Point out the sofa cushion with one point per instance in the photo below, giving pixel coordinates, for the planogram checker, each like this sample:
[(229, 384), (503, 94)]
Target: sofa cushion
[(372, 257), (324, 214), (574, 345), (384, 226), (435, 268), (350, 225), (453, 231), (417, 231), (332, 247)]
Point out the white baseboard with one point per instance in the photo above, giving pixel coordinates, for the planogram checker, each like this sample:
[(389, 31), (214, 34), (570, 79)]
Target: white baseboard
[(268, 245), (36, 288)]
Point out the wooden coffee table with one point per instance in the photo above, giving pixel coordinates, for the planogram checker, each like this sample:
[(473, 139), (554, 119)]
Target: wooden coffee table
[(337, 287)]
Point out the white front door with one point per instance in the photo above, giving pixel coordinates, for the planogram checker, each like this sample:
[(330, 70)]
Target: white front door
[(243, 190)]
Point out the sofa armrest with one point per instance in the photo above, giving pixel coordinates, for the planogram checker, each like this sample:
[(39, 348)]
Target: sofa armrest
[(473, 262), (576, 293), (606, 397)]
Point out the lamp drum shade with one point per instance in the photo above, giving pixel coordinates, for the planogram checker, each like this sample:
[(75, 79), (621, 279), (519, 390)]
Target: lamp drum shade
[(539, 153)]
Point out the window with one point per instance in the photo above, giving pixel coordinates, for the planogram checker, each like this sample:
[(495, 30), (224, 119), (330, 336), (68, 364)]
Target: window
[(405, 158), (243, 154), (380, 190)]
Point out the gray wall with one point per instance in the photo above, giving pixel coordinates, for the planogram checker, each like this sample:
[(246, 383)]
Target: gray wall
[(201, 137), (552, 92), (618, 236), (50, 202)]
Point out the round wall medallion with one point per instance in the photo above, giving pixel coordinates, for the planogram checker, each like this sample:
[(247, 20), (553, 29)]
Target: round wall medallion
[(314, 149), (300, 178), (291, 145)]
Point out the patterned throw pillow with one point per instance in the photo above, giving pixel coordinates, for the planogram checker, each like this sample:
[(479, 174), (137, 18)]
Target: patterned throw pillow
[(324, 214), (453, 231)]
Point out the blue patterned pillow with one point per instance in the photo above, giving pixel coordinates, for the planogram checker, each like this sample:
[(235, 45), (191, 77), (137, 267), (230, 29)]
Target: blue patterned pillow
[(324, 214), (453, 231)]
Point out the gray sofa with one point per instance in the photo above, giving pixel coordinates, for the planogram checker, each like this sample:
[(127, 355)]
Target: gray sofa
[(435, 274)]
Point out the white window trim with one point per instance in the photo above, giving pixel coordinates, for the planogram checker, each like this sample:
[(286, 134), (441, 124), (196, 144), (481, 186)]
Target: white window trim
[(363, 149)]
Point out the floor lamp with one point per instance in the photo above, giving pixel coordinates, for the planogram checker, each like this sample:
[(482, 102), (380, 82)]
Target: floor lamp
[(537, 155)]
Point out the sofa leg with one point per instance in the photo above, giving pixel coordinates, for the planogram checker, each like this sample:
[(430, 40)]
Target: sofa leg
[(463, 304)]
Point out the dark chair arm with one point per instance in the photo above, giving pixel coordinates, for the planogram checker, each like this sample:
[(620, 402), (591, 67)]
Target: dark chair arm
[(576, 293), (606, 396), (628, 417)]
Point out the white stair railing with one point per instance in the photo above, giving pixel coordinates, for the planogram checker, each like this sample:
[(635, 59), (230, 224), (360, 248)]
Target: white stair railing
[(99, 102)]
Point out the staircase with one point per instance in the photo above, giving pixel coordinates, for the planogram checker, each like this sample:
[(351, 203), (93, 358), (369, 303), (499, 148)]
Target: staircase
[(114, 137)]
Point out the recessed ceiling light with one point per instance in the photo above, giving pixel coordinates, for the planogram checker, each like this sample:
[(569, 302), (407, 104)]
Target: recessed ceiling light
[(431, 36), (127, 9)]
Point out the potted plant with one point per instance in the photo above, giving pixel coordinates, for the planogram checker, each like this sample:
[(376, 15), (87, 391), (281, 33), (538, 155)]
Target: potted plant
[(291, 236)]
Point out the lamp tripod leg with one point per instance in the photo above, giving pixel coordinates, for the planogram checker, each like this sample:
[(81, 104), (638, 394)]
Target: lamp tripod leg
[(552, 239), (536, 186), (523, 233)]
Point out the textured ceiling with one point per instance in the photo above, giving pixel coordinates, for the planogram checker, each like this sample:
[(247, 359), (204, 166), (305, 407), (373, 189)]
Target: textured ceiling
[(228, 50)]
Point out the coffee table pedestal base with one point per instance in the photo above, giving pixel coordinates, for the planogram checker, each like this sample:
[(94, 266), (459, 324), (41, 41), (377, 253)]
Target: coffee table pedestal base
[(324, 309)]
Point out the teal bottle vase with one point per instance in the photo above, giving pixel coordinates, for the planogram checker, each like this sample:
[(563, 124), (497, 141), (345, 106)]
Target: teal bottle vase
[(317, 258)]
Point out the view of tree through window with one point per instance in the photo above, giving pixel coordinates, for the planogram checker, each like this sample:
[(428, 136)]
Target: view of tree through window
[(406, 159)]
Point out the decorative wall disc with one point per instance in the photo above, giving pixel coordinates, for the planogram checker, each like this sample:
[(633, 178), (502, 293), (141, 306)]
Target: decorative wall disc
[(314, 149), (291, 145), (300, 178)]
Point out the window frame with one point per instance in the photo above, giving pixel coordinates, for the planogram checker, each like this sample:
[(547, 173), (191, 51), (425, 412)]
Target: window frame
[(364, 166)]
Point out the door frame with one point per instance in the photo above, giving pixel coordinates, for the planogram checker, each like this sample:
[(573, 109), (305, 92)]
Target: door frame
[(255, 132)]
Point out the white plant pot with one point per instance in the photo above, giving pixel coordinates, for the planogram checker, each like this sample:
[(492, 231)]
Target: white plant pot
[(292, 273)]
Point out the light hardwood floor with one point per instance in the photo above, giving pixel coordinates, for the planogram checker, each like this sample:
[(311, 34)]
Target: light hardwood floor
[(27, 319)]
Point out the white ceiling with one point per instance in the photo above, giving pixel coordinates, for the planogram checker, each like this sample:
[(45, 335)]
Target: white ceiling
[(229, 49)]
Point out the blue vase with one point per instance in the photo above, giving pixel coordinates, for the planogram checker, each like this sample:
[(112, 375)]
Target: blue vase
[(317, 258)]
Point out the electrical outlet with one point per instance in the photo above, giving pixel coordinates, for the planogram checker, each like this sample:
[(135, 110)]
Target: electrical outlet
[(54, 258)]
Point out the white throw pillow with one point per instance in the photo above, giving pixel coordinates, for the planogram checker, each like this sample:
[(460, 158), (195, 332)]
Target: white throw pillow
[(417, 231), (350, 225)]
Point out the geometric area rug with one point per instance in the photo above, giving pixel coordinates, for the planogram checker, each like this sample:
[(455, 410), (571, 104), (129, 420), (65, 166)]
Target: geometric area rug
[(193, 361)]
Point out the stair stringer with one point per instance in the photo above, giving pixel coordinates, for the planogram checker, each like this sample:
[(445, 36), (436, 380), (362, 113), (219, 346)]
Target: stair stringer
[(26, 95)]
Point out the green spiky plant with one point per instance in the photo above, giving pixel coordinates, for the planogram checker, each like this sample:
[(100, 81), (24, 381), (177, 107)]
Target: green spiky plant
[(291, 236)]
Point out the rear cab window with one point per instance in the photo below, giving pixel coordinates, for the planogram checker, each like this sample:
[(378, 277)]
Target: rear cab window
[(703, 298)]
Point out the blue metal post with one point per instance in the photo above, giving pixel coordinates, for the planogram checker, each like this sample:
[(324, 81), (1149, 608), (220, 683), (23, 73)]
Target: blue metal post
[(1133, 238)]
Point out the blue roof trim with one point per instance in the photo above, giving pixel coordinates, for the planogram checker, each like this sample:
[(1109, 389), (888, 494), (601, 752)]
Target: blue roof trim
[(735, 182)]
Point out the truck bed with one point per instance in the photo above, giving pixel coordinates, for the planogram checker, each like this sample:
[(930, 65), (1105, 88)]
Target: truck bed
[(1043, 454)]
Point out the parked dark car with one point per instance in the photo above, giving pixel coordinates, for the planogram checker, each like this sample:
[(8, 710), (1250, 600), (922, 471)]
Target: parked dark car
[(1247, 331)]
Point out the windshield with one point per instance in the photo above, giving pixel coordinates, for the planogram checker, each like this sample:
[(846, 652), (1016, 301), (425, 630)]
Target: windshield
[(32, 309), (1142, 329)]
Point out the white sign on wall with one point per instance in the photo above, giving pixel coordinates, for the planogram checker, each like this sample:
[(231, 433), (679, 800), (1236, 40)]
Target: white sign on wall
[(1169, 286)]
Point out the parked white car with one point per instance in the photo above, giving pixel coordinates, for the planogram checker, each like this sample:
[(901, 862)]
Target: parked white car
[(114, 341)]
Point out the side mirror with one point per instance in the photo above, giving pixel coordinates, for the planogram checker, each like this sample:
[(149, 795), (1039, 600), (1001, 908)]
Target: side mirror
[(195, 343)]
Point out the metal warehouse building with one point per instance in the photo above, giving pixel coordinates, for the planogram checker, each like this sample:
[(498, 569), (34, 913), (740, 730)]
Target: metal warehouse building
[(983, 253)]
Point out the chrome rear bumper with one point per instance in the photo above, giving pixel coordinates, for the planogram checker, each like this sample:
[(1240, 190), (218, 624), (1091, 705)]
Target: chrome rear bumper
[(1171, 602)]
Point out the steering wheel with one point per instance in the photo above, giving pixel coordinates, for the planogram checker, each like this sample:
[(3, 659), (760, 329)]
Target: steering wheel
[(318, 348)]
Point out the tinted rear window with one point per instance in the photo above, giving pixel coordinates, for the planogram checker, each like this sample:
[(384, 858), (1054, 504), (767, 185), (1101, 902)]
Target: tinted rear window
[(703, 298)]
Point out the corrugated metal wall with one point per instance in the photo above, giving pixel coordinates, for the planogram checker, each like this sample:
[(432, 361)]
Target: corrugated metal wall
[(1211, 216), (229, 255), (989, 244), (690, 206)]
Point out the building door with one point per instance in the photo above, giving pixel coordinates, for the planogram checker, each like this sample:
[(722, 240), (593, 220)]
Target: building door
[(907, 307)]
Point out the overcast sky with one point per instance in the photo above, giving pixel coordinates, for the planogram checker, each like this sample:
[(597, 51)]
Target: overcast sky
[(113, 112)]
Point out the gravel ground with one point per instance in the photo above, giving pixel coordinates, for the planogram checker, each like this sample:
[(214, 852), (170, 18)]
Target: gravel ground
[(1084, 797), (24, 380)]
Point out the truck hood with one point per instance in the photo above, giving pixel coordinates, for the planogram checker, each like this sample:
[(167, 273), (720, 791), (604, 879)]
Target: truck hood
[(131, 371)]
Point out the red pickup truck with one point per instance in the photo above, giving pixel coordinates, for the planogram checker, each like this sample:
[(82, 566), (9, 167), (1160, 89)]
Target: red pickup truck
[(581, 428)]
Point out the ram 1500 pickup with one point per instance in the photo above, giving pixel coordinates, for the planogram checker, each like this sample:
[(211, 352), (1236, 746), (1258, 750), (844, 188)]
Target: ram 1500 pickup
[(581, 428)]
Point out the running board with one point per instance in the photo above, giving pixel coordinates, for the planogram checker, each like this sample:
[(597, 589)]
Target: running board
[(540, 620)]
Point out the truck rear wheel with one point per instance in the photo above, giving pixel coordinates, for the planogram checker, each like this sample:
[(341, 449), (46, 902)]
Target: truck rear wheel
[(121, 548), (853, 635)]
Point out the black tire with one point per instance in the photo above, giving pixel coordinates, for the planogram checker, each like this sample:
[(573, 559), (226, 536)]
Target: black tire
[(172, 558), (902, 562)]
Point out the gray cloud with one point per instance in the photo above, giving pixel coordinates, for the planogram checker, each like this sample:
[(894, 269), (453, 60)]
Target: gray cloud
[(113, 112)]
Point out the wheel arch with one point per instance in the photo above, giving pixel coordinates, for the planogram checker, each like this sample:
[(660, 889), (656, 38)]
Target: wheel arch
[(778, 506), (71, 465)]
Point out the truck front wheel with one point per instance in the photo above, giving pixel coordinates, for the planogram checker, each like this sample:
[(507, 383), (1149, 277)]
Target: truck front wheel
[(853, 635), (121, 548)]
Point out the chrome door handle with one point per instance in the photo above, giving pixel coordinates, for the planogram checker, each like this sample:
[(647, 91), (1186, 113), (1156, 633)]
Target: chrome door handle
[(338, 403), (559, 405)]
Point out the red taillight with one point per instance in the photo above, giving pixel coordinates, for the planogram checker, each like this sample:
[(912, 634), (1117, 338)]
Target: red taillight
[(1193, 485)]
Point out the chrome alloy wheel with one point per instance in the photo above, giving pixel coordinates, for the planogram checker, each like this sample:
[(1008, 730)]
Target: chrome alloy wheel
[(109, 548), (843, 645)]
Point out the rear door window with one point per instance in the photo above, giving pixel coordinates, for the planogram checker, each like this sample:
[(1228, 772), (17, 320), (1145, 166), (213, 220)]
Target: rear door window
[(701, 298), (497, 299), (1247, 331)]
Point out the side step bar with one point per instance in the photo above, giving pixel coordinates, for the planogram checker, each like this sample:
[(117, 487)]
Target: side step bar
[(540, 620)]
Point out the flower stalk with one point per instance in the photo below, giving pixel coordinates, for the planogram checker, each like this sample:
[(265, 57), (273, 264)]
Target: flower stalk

PROBLEM DESCRIPTION: Select and copy every line from the records that includes the word "stalk".

EXERCISE SOLUTION:
Point out the flower stalk with one point per instance in the photo below, giving pixel coordinates, for the planogram checker, each like this sample:
Target: flower stalk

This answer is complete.